*WHAT IS ASKED*
Copy out every record below, word for word.

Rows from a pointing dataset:
'''
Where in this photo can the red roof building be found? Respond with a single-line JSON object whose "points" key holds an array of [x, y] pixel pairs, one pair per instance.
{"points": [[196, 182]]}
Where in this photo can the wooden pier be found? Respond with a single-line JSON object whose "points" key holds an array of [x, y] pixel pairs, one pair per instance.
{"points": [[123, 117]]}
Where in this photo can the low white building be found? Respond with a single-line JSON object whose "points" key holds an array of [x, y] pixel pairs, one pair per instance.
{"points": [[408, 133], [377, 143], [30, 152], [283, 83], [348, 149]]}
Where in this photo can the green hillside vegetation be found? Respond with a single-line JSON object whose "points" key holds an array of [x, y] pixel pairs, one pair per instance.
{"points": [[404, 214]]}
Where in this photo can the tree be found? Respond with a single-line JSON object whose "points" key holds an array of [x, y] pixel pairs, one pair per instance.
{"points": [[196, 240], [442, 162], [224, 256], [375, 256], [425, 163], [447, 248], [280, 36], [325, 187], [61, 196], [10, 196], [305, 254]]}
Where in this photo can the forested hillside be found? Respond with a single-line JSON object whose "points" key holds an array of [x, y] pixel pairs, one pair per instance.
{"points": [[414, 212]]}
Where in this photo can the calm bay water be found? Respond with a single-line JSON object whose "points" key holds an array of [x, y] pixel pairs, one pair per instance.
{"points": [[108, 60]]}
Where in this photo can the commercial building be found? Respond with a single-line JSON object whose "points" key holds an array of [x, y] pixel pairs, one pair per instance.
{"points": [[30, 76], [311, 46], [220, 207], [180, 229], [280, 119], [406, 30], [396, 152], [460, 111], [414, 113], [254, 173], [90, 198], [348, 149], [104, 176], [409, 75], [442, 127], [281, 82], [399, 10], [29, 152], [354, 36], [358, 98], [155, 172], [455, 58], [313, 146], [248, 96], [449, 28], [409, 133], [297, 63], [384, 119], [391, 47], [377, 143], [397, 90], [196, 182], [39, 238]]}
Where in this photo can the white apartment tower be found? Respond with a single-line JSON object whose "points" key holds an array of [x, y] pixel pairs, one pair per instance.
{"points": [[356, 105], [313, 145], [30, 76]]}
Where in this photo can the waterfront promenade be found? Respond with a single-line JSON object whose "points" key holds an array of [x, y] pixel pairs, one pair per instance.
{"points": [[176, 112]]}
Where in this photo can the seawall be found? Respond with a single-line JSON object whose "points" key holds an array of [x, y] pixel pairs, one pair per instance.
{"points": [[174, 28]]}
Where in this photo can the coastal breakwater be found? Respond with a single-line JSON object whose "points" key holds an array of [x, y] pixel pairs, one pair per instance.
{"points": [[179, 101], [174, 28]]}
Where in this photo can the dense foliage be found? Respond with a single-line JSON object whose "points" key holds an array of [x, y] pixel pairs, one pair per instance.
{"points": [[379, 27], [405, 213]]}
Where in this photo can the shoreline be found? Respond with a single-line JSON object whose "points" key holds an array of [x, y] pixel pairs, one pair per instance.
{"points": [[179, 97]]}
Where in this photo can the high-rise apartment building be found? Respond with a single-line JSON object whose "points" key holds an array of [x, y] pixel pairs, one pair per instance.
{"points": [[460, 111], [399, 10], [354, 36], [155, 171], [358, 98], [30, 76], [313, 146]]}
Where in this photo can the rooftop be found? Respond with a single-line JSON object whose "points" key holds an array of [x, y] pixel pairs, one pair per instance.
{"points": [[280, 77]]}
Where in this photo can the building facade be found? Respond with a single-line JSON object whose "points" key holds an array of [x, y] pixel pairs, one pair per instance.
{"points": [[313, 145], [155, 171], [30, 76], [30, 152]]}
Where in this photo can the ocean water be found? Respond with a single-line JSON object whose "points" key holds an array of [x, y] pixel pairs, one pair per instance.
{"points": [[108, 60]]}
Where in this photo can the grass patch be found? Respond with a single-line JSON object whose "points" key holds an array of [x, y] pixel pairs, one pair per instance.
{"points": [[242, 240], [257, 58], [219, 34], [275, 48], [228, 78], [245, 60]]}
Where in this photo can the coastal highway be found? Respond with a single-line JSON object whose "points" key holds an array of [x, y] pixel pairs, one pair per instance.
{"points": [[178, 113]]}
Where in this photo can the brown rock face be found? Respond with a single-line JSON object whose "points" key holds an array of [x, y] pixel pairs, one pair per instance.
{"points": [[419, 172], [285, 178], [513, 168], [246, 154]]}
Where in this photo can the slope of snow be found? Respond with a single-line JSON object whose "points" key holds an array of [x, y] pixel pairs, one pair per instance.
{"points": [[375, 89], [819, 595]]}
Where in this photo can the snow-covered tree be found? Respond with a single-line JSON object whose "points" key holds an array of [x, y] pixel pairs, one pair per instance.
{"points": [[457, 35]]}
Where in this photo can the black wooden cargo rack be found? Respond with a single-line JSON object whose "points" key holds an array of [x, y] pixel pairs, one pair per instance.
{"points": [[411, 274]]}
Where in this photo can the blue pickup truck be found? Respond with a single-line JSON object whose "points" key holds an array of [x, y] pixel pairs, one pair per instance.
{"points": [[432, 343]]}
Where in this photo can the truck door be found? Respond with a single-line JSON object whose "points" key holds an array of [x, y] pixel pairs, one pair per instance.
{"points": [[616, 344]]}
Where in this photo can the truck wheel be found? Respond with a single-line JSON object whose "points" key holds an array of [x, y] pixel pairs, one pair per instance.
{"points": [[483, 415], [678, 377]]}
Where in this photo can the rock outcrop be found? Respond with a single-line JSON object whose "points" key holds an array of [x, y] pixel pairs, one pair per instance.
'''
*THE ANSWER*
Where in this photo can the red roof building be found? Respond with a single-line JSON object whose "points" key holds an array of [x, y] pixel pairs, one pair per instance.
{"points": [[196, 182]]}
Where in this photo can the wooden pier be found? Respond with a single-line JSON object whose "points" key holds an array of [x, y] pixel pairs, one pair per instance.
{"points": [[123, 117]]}
Where in this photo can the low white building be found? Respond with a single-line JSON object whose "points" key holds an array of [x, y] pixel pairs, one pair per instance.
{"points": [[408, 133], [377, 143], [30, 152], [283, 83], [348, 149]]}
Where in this photo can the green hillside vegetation be found? Respond with a single-line JSON object whose "points" key holds an array of [x, y] pixel pairs, one pair per instance.
{"points": [[404, 214]]}
Where in this photo can the tree be found? Respond with a single-line JSON object whose "points" key holds an array of [x, y] pixel pairs, one pair per instance.
{"points": [[196, 240], [442, 162], [224, 256], [375, 256], [425, 163], [447, 248], [280, 36], [325, 187], [61, 196], [10, 196], [305, 254]]}
Where in this photo can the forested hillside be found? Respond with a single-line JSON object whose "points" key holds an array of [x, y] pixel pairs, one pair per instance.
{"points": [[414, 212]]}
Where in this photo can the calm bay water be found? Respond with a single-line JSON object whose "points" key holds an array of [x, y] pixel pairs, one pair per instance.
{"points": [[108, 60]]}
Where in this photo can the commercial building be found? Respond with a single-line JSON object whose "points" key holds an array of [x, y] pixel pairs, one pair per instance.
{"points": [[30, 76], [311, 46], [220, 207], [180, 229], [280, 119], [406, 30], [396, 152], [460, 111], [414, 113], [254, 173], [90, 198], [348, 149], [104, 176], [409, 75], [442, 127], [281, 82], [399, 10], [29, 152], [354, 36], [358, 98], [155, 172], [455, 58], [313, 146], [248, 96], [449, 28], [409, 133], [297, 63], [384, 119], [391, 47], [377, 143], [397, 90], [196, 182], [39, 238]]}
Where in this photo can the white apartment tower be found? Respond with a single-line JSON object whose "points" key holds an array of [x, y] pixel pairs, one pair per instance.
{"points": [[356, 105], [313, 145], [30, 76]]}
Where in this photo can the waterfront promenade be found? Respond with a single-line JSON object whose "points" key holds an array of [x, y] pixel pairs, one pair per instance.
{"points": [[176, 112]]}
Where in this photo can the seawall be found? Respond with a single-line JSON object whose "points" key holds an array of [x, y] pixel pairs, one pair per instance.
{"points": [[174, 28]]}
Where in this photo can the coastal breakwater be found? Respond with a single-line JSON object whose "points" key holds an array of [x, y] pixel pairs, one pair per instance.
{"points": [[179, 101], [174, 28]]}
Where in this photo can the dense foliage be found? Respond with a single-line JSON object whose "points" key holds an array of [x, y] pixel pairs, one pair per instance.
{"points": [[379, 27], [405, 213]]}
Where in this photo can the shoreline be found? Respond with a single-line JSON object whose "points" key holds an array of [x, y] pixel pairs, one pair per instance.
{"points": [[179, 97]]}
Where in this photo can the high-rise apartment building be found? Respond with a single-line JSON object whose "points" key holds an array of [x, y] pixel pairs, one pair per instance.
{"points": [[460, 111], [399, 10], [354, 36], [155, 171], [358, 98], [30, 76], [313, 146]]}
Where in this photo can the rooftop be found? Respond with a single-line JSON object whose "points" key holds an array of [x, y] pixel pairs, one pair per instance.
{"points": [[280, 77]]}
Where in this photo can the building facade be found? Respond with a single-line JSON object whose "points" key holds an array of [x, y] pixel pairs, one pair per instance.
{"points": [[313, 145], [155, 171], [30, 76], [30, 152]]}
Where in this photo can the ocean water be found? Respond with a single-line JSON object whose "points" key holds an array of [x, y] pixel pairs, one pair per instance.
{"points": [[108, 60]]}
Where in this photo can the grass patch be found? Respond with a single-line JSON object whose "points" key holds an array of [x, y] pixel pairs, one pair per instance.
{"points": [[242, 240], [257, 58], [219, 34], [275, 48], [228, 78], [245, 60]]}
Where in this photo can the coastal highway be found? Respond with a single-line JSON object whose "points" key holds an array of [x, y] pixel pairs, one pair per instance.
{"points": [[178, 113]]}
Where in this photo can the brown rock face be found? Respond with a single-line JSON object whose "points" key holds an array of [x, y] pixel pairs, one pair per instance.
{"points": [[419, 172], [285, 178], [513, 168], [246, 154]]}
Where in this photo can the slope of snow be found? Respond with a single-line JSON object whose "points" key holds an array of [x, y] pixel pairs, one pair per instance.
{"points": [[375, 89], [819, 595]]}
Where in this photo can the snow-covered tree be found? Respond with a single-line JSON object whose "points" key holds an array of [x, y] pixel pairs, one pair per instance.
{"points": [[457, 35]]}
Where in this photo can the black wooden cargo rack be found? Respond with a single-line JSON object whose "points" key holds an array of [x, y] pixel pairs, one pair per instance.
{"points": [[411, 274]]}
Where in this photo can the blue pickup truck be found? Respond with a single-line JSON object whose "points" key holds an array of [x, y] pixel pairs, one pair per instance.
{"points": [[432, 343]]}
Where in this photo can the truck door be found? Respond with a single-line JSON object whose "points" key holds an array of [x, y] pixel pairs, one pair per instance.
{"points": [[616, 344]]}
Where in this photo can the truck wheel be found? Respond with a single-line JSON object whose "points" key holds an array of [x, y] pixel pairs, one pair per instance.
{"points": [[483, 415], [678, 377]]}
Where in this photo can the rock outcrop be found? Respond with a single-line JSON object whose "points" key holds an array of [x, y] pixel pairs, one pair per instance.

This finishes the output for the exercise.